= What the exercise asks =
Write out every one of the records below line for line and unchanged, leaving out the pictures.

= Dataset rows =
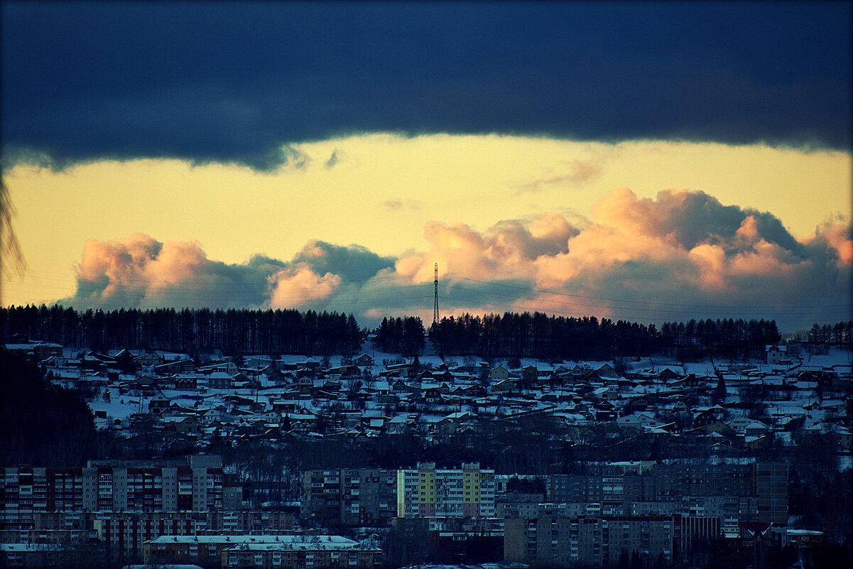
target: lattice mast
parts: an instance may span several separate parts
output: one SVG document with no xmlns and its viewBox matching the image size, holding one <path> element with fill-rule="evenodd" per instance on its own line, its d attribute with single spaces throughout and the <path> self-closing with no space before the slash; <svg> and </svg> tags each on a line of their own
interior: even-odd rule
<svg viewBox="0 0 853 569">
<path fill-rule="evenodd" d="M 435 281 L 432 282 L 435 285 L 435 306 L 432 309 L 432 322 L 438 322 L 438 264 L 435 264 Z"/>
</svg>

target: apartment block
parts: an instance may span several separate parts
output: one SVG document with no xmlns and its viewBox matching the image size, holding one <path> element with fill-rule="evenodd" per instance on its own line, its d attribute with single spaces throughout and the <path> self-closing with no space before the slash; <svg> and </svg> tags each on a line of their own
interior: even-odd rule
<svg viewBox="0 0 853 569">
<path fill-rule="evenodd" d="M 612 566 L 634 554 L 672 560 L 671 516 L 601 516 L 506 520 L 504 556 L 558 567 Z"/>
<path fill-rule="evenodd" d="M 492 517 L 495 473 L 479 463 L 399 470 L 311 470 L 303 474 L 303 517 L 318 524 L 387 525 L 395 517 Z"/>
<path fill-rule="evenodd" d="M 382 551 L 340 536 L 161 536 L 145 543 L 145 564 L 276 569 L 378 569 Z"/>
<path fill-rule="evenodd" d="M 90 461 L 82 468 L 9 467 L 0 479 L 0 529 L 34 526 L 49 512 L 222 510 L 239 502 L 218 456 L 175 461 Z"/>
</svg>

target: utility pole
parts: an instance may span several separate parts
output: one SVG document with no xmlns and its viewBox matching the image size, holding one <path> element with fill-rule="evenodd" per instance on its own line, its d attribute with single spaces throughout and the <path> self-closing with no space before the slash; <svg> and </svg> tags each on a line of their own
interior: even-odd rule
<svg viewBox="0 0 853 569">
<path fill-rule="evenodd" d="M 432 323 L 438 323 L 438 264 L 435 264 L 435 281 L 433 281 L 435 285 L 435 305 L 432 309 Z"/>
</svg>

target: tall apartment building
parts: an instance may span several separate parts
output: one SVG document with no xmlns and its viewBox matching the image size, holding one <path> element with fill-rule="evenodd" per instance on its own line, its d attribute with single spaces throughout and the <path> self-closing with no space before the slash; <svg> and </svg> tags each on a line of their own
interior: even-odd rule
<svg viewBox="0 0 853 569">
<path fill-rule="evenodd" d="M 382 550 L 340 536 L 161 536 L 145 543 L 146 564 L 276 569 L 378 569 Z"/>
<path fill-rule="evenodd" d="M 655 464 L 643 473 L 611 468 L 590 475 L 556 474 L 548 478 L 547 492 L 552 502 L 599 504 L 602 515 L 630 514 L 645 502 L 684 504 L 718 497 L 728 504 L 729 517 L 731 504 L 736 504 L 741 521 L 787 522 L 783 463 Z"/>
<path fill-rule="evenodd" d="M 674 530 L 671 516 L 508 519 L 504 556 L 558 567 L 618 566 L 635 553 L 671 562 Z"/>
<path fill-rule="evenodd" d="M 386 525 L 395 517 L 495 515 L 495 472 L 479 463 L 399 470 L 304 473 L 303 517 L 318 523 Z"/>
<path fill-rule="evenodd" d="M 218 456 L 191 456 L 182 462 L 90 461 L 82 468 L 6 467 L 0 479 L 0 529 L 32 527 L 34 515 L 47 512 L 239 509 L 241 490 L 224 485 Z"/>
</svg>

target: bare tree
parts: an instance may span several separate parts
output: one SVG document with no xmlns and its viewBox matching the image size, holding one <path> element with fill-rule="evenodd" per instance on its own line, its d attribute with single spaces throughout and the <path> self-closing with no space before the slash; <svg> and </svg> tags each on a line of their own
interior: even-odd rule
<svg viewBox="0 0 853 569">
<path fill-rule="evenodd" d="M 15 235 L 12 227 L 12 218 L 15 217 L 15 206 L 9 195 L 6 183 L 0 179 L 0 270 L 8 264 L 12 271 L 19 276 L 23 276 L 26 269 L 24 253 L 20 251 L 20 244 Z M 3 289 L 0 288 L 0 300 L 3 299 Z"/>
</svg>

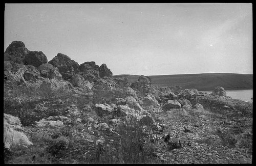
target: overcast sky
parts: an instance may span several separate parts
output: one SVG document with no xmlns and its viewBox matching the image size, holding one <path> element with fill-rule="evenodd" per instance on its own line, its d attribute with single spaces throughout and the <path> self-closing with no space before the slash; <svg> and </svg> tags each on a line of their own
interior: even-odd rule
<svg viewBox="0 0 256 166">
<path fill-rule="evenodd" d="M 252 74 L 251 4 L 5 5 L 4 51 L 22 41 L 113 75 Z"/>
</svg>

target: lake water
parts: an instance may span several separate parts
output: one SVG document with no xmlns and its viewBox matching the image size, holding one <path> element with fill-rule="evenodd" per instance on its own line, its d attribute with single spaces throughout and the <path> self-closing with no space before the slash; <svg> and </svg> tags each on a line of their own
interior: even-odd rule
<svg viewBox="0 0 256 166">
<path fill-rule="evenodd" d="M 227 96 L 230 96 L 232 99 L 239 99 L 243 101 L 252 102 L 251 98 L 253 96 L 253 90 L 238 90 L 238 91 L 225 91 Z M 210 93 L 212 91 L 202 91 Z"/>
</svg>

= Response =
target: lattice mast
parts: an instance may span several separate parts
output: one SVG document with no xmlns and its viewBox matching the image size, holding one <path> element with fill-rule="evenodd" per instance on its own line, its d attribute with single spaces throughout and the <path> self-closing with no space before the slash; <svg> and </svg> tags each on a line of their own
interior: even-odd rule
<svg viewBox="0 0 853 569">
<path fill-rule="evenodd" d="M 435 281 L 432 282 L 435 285 L 435 306 L 432 309 L 432 322 L 438 322 L 438 264 L 435 264 Z"/>
</svg>

target: apartment block
parts: an instance may span several separate parts
output: one SVG document with no xmlns and its viewBox matching the image size, holding one <path> element with fill-rule="evenodd" per instance on its own line, its d attribute with single spaces throughout and the <path> self-closing with no space before the slash; <svg> and </svg> tags each on a line of their own
interior: even-odd rule
<svg viewBox="0 0 853 569">
<path fill-rule="evenodd" d="M 612 566 L 634 554 L 672 560 L 671 516 L 601 516 L 506 520 L 504 556 L 558 567 Z"/>
<path fill-rule="evenodd" d="M 492 517 L 495 473 L 479 463 L 399 470 L 311 470 L 303 474 L 303 517 L 318 524 L 387 525 L 395 517 Z"/>
<path fill-rule="evenodd" d="M 382 551 L 340 536 L 161 536 L 145 543 L 145 564 L 276 569 L 378 569 Z"/>
<path fill-rule="evenodd" d="M 90 461 L 82 468 L 9 467 L 0 479 L 0 529 L 34 526 L 49 512 L 222 510 L 239 502 L 218 456 L 175 461 Z"/>
</svg>

target: utility pole
parts: an instance may span several separate parts
output: one SVG document with no xmlns and its viewBox matching the image size, holding one <path> element with fill-rule="evenodd" per instance on its own line, its d attribute with single spaces throughout and the <path> self-closing with no space before the slash; <svg> and </svg> tags each on a line of their own
interior: even-odd rule
<svg viewBox="0 0 853 569">
<path fill-rule="evenodd" d="M 432 323 L 438 323 L 438 264 L 435 264 L 435 281 L 433 281 L 435 285 L 435 305 L 432 309 Z"/>
</svg>

target: tall apartment building
parts: an instance may span several separate parts
output: one SVG document with no xmlns and its viewBox matching the image size, holding one <path> element with fill-rule="evenodd" per instance on its own line, its d attribute with single spaces throughout and the <path> self-closing with no space before the slash; <svg> and </svg> tags each on a line of their own
interior: even-odd rule
<svg viewBox="0 0 853 569">
<path fill-rule="evenodd" d="M 382 550 L 340 536 L 161 536 L 145 543 L 146 564 L 276 569 L 378 569 Z"/>
<path fill-rule="evenodd" d="M 655 464 L 643 473 L 611 468 L 590 475 L 556 474 L 548 478 L 547 492 L 552 502 L 599 504 L 602 515 L 630 514 L 645 502 L 684 504 L 718 497 L 728 504 L 729 517 L 731 504 L 736 504 L 741 521 L 787 522 L 783 463 Z"/>
<path fill-rule="evenodd" d="M 674 530 L 671 516 L 508 519 L 504 556 L 558 567 L 618 566 L 635 553 L 671 562 Z"/>
<path fill-rule="evenodd" d="M 386 525 L 395 517 L 495 515 L 495 472 L 479 463 L 399 470 L 304 473 L 303 517 L 318 523 Z"/>
<path fill-rule="evenodd" d="M 218 456 L 191 456 L 182 462 L 90 461 L 82 468 L 6 467 L 0 479 L 0 529 L 32 527 L 34 515 L 47 512 L 239 509 L 241 490 L 224 485 Z"/>
</svg>

target: bare tree
parts: an instance may span several separate parts
output: one SVG document with no xmlns and its viewBox matching the image size, holding one <path> element with fill-rule="evenodd" per instance on its own line, its d attribute with single spaces throughout and the <path> self-closing with no space before the slash; <svg> and </svg> tags each on a line of their own
interior: even-odd rule
<svg viewBox="0 0 853 569">
<path fill-rule="evenodd" d="M 15 235 L 12 227 L 12 218 L 15 217 L 15 206 L 9 195 L 6 183 L 0 179 L 0 270 L 8 264 L 12 271 L 19 276 L 23 276 L 26 269 L 24 253 L 20 251 L 20 244 Z M 3 289 L 0 288 L 0 300 L 3 299 Z"/>
</svg>

target: overcast sky
parts: an instance may span several separate parts
output: one SVG document with no xmlns and its viewBox matching the image size, holding one <path> element with fill-rule="evenodd" per instance on its own line, its d attribute with single spaces throughout and the <path> self-closing with no space before the slash; <svg> and </svg> tags each on a line of their own
interior: even-odd rule
<svg viewBox="0 0 256 166">
<path fill-rule="evenodd" d="M 252 74 L 251 4 L 5 5 L 4 51 L 22 41 L 113 75 Z"/>
</svg>

target: lake water
parts: an instance may span several separate parts
output: one SVG document with no xmlns and its viewBox matching the image size, holding one <path> element with fill-rule="evenodd" per instance on its own line, its d attribute with single spaces throughout and the <path> self-closing with no space before the slash; <svg> and </svg> tags each on a line of their own
interior: even-odd rule
<svg viewBox="0 0 256 166">
<path fill-rule="evenodd" d="M 227 96 L 230 96 L 232 99 L 239 99 L 243 101 L 252 102 L 251 98 L 253 96 L 253 90 L 238 90 L 238 91 L 225 91 Z M 210 93 L 212 91 L 202 91 Z"/>
</svg>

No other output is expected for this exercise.